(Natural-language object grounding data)

'''

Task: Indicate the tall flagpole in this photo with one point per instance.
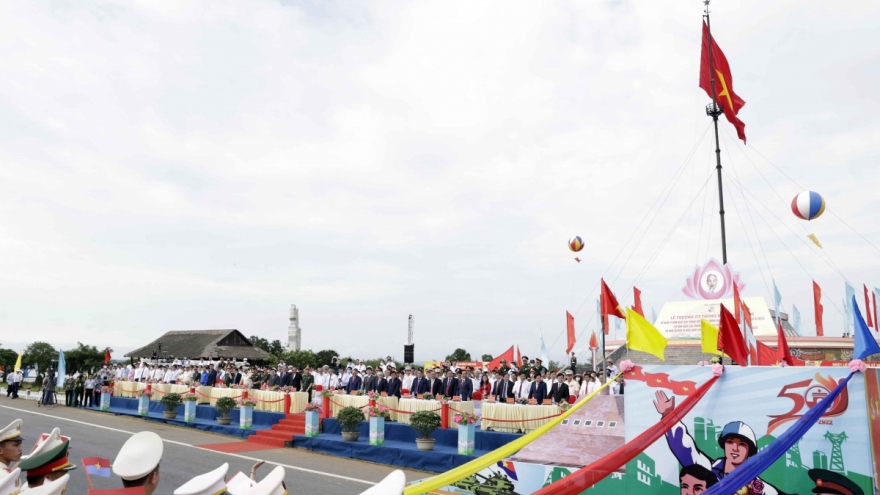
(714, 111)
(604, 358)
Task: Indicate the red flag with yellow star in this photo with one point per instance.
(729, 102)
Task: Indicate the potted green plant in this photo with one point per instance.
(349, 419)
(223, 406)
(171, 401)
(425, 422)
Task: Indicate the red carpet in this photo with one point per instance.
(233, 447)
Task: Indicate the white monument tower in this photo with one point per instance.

'''
'''

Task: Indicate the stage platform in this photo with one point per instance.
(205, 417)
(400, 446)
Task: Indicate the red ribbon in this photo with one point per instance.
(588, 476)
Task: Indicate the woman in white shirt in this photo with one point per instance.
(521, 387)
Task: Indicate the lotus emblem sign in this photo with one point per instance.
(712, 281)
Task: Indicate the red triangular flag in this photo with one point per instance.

'''

__TASK GOAL__
Copy out, exactly and alone, the lines of the entries above between the ones holding "Task: Indicate the red flag" and "Task: Indicate the white", inclusive.

__TASK OUTPUT__
Task: Indicate the red flag with yellow star in this photo with one point per instance.
(729, 102)
Task: Indicate the potted green plant in this photo with one point per instance.
(349, 419)
(223, 406)
(171, 401)
(425, 422)
Task: Indicate the red carpet in this photo with one point per instance.
(233, 447)
Task: Indicate the white monument tower in this photo with one point per instance.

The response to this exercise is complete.